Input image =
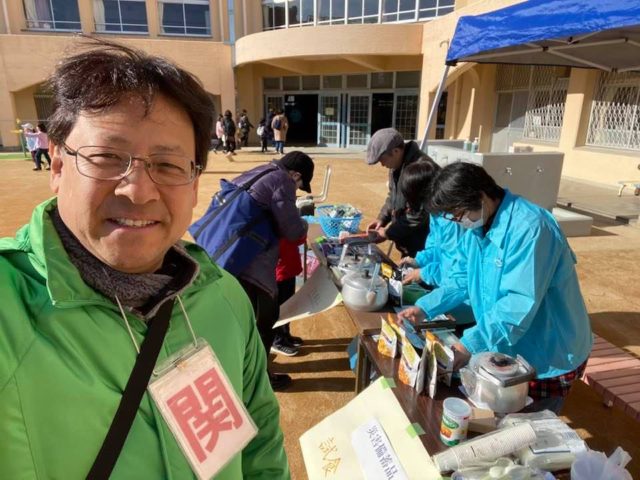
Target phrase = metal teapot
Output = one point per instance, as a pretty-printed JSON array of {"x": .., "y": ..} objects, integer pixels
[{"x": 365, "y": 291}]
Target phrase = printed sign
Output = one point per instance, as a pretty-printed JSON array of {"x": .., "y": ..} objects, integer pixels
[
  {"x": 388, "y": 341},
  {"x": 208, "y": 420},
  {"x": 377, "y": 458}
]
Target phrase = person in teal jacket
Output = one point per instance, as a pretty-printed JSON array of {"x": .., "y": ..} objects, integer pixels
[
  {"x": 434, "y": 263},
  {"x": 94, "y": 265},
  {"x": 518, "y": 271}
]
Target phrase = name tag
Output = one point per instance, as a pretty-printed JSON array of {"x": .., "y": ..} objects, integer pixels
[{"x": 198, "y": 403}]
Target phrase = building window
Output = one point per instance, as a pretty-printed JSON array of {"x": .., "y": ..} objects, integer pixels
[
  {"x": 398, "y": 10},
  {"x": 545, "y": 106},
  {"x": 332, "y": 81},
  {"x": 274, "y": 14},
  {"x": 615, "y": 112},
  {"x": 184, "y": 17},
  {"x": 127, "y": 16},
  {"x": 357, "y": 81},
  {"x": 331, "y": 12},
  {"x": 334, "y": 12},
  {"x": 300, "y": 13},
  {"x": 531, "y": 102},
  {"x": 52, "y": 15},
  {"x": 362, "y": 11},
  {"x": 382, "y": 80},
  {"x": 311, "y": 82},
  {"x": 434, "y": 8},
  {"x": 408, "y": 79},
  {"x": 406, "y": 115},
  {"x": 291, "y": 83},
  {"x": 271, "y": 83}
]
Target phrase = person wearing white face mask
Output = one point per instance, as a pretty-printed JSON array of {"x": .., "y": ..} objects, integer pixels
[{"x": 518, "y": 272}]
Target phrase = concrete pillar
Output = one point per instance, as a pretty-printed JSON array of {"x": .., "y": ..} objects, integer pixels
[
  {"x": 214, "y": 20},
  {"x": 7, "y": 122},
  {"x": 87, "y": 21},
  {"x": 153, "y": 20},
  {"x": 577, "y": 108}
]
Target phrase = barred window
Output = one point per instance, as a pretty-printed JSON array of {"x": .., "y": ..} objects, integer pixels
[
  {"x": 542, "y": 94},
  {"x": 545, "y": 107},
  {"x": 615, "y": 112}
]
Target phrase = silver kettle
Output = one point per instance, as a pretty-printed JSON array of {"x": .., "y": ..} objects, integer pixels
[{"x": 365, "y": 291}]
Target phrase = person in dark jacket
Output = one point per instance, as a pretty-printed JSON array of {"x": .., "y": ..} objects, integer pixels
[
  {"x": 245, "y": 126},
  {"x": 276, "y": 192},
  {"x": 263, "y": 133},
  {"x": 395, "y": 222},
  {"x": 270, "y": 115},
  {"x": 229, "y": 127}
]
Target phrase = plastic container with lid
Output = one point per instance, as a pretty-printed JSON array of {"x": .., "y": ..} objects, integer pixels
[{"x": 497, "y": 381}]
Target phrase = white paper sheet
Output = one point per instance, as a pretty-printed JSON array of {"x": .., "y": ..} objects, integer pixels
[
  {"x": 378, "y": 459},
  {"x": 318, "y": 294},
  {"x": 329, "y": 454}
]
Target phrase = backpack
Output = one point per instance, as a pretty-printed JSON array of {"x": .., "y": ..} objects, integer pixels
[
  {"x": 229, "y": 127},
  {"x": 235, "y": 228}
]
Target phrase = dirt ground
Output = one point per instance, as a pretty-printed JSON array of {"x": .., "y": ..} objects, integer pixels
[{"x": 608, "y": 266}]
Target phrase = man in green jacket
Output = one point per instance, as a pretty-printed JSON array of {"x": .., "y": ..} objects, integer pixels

• **Prompt**:
Output the records above exactly, omitting the pictures.

• **Response for this exercise**:
Input image =
Target phrase = metal teapot
Output = one point per instance, as a pretty-printed JSON array of {"x": .., "y": ..} objects, integer pixels
[{"x": 365, "y": 291}]
Target phrase = printed sign
Output = one point per instance, as a pretty-printed JSON array of {"x": .., "y": ..} objects, integer pixels
[
  {"x": 388, "y": 341},
  {"x": 208, "y": 420},
  {"x": 377, "y": 458}
]
Target phrase = person in teal jacket
Output = one point per instance, as a pretty-printed JSON array of {"x": .., "y": ..} objects, integer pixels
[
  {"x": 434, "y": 263},
  {"x": 94, "y": 265},
  {"x": 518, "y": 271}
]
Target phrase = name tag
Output = one point per instance, as a pretty-printed JSON array of {"x": .., "y": ..} objects, integer pixels
[{"x": 198, "y": 403}]
Target phrase = building window
Output = one point per instance, as a pretty-printed JSON array of {"x": .., "y": ..} objects, integer pixels
[
  {"x": 398, "y": 10},
  {"x": 545, "y": 106},
  {"x": 332, "y": 81},
  {"x": 274, "y": 14},
  {"x": 615, "y": 112},
  {"x": 184, "y": 17},
  {"x": 127, "y": 16},
  {"x": 357, "y": 81},
  {"x": 331, "y": 12},
  {"x": 334, "y": 12},
  {"x": 300, "y": 13},
  {"x": 531, "y": 102},
  {"x": 52, "y": 15},
  {"x": 362, "y": 11},
  {"x": 382, "y": 80},
  {"x": 311, "y": 82},
  {"x": 434, "y": 8},
  {"x": 408, "y": 79},
  {"x": 406, "y": 115},
  {"x": 291, "y": 83},
  {"x": 271, "y": 83}
]
Target phrase = person wearing white face mask
Output = one point per instance, as a pretty-printed JSON array of {"x": .., "y": ..} objects, integer pixels
[{"x": 518, "y": 272}]
Target phrase = concrete pillar
Output = one point per instance, as a pretty-printed JSON array of {"x": .., "y": ..} objects, integer pixels
[
  {"x": 214, "y": 20},
  {"x": 7, "y": 122},
  {"x": 87, "y": 21},
  {"x": 153, "y": 20},
  {"x": 577, "y": 108}
]
Target phrase = barred window
Output = one point per instance, as a pretty-printed JSON array of {"x": .., "y": ..} objects, integer pixels
[
  {"x": 542, "y": 94},
  {"x": 545, "y": 107},
  {"x": 615, "y": 112}
]
Target phrase = silver kettle
Output = one point per instance, as a pretty-printed JSON array of {"x": .., "y": ..} objects, integer pixels
[{"x": 365, "y": 291}]
Target phrase = person in dark jacket
Output = one point per instance, as a pretty-printed JSON array of {"x": .., "y": ..} objects, integer pixels
[
  {"x": 245, "y": 126},
  {"x": 276, "y": 192},
  {"x": 263, "y": 133},
  {"x": 395, "y": 222},
  {"x": 270, "y": 115},
  {"x": 229, "y": 127}
]
Target phrase = plastic container with lid
Output = one point per instance, as a pretty-printed JSON array of {"x": .., "y": ..} objects, integer pixels
[{"x": 497, "y": 381}]
Target phrase = white paper sheet
Output = one point per instance, as a pretty-printed JSON array of {"x": .., "y": ..} objects, integer pixels
[
  {"x": 378, "y": 459},
  {"x": 318, "y": 294},
  {"x": 329, "y": 454}
]
Target phrase = backpack
Output = one point per instance, as a pretty-printed JSON array of {"x": .., "y": ..} objects, integer pixels
[
  {"x": 229, "y": 127},
  {"x": 235, "y": 228}
]
Target phrase = dirt ground
Output = one point per instance, as a pretty-printed JSON array of {"x": .., "y": ..} objects, integer pixels
[{"x": 608, "y": 266}]
Target phrase = man in green jacket
Output = one point per instance, as a pretty-printed JSON array of {"x": .., "y": ..} objects, integer pixels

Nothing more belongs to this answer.